= Passage provided =
The Agony Around Ecstasy


FOIAengine: Media Requests Signaled Issues for a “Party Drug” Going Mainstream

With 153 clinical trials to assess whether the party drug known as Ecstasy can help patients suffering from Post Traumatic Stress Disorder, optimism was high earlier this summer among investors in numerous start-ups hoping to hit it big in the medical psychedelic market.

Ecstasy, also known by the pharmaceutical shorthand MDMA (an abbreviation of 3,4-methylenedioxymethamphetamine), is used illegally by millions in the U.S.  The synthetic drug has been banned since spreading across the rave and club scene in 1985. 

A Drug Enforcement Administration fact sheet about Ecstasy says it acts as both a stimulant and psychedelic, producing an energizing effect, distortions in time and perception, and enhanced enjoyment of tactile experiences.  According to the DEA, black-market Ecstasy sold on the street comes from clandestine labs that often combine the drug with ketamine and cocaine, which “can lead to overdose and death when the user takes additional doses to obtain the desired effect.”

But, just a few months ago, at least a half-dozen companies were so hopeful of legalizing the psychedelic drug – with apparent support from the Biden Administration – that they’d already raised more than a billion dollars in fresh capital. 

There were promising signs that the federal government would soon green-light Ecstasy for psychiatric use in treating depression and PTSD.  One such clue came from the Health and Human Services assistant secretary for mental health, who revealed that the feds were “exploring the prospect of establishing a federal task force to monitor” the emerging psychedelic treatment ecosystem.  The Intercept called the letter “the clearest indication yet that top officials are preparing for the approval of psychedelic drugs . . . which was arguably unthinkable even five years ago.” 

Importantly, the Food and Drug Administration also was thought to be close to approving what looked like a promising MDMA application from a company called Lykos Pharmaceuticals.  

Then, things fell apart.  In a surprise that perhaps shouldn’t have been, the Lykos application was denied by the FDA. 

The FDA denial wasn’t just a momentary hallucination.  Rather, it was the start of a very bad trip for the fledgling psychedelic stocks.  Share prices of psychedelic start-ups have been battered; short sellers are circling. 

To gain more insight into what happened, we searched PoliScio Analytics’ competitive-intelligence database FOIAengine, which tracks Freedom of Information Act requests in as close to real-time as their availability allows.  In this case, multiple FOIA requests revealed the interests of some of the players involved, and also presaged the negative publicity to come. 

In recent years, FOIA requests mentioning Ecstasy’s shorthand descriptor, MDMA, have periodically entered the FOIAengine database.  But by early June, we noted a marked shift in focus that became a signal to watch:  News media requesters suddenly were asking about Lykos.  And the timing wasn’t a coincidence. 

Lykos, a for-profit public benefit corporation spun out of a non-profit, had spent 10 years seeking to become the first pharma company to receive FDA approval for its Ecstasy capsules.  In February 2024, the company announced that the FDA had put its Ecstasy application on a fast track for review – a sign, the company indicated, that the FDA favored the application, since the agency grants priority review only “for drugs that, if approved, would represent significant improvements” in safety or effectiveness.

= Records provided =
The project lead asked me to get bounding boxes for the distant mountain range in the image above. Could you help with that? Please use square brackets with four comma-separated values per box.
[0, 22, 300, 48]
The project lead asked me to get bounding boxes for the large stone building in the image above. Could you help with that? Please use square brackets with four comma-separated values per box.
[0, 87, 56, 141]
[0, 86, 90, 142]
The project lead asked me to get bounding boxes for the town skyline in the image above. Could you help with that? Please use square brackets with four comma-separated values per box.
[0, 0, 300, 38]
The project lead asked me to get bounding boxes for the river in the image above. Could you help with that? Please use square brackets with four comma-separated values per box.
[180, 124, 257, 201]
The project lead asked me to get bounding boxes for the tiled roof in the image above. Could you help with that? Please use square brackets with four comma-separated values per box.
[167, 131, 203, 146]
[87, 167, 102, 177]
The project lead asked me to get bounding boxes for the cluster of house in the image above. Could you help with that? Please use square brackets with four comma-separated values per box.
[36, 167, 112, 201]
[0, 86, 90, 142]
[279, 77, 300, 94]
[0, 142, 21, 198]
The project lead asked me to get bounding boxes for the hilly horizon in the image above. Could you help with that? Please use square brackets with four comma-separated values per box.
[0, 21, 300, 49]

= What you will do =
Revise the article on Ecstasy between "Importantly, the Food" and "sellers are circling.", inclusive, replacing "FDA" with "Food and Drug Administration". The entries come from a separate source.

= Response to the task =
Importantly, the Food and Drug Administration also was thought to be close to approving what looked like a promising MDMA application from a company called Lykos Pharmaceuticals.  

Then, things fell apart.  In a surprise that perhaps shouldn’t have been, the Lykos application was denied by the Food and Drug Administration. 

The Food and Drug Administration denial wasn’t just a momentary hallucination.  Rather, it was the start of a very bad trip for the fledgling psychedelic stocks.  Share prices of psychedelic start-ups have been battered; short sellers are circling.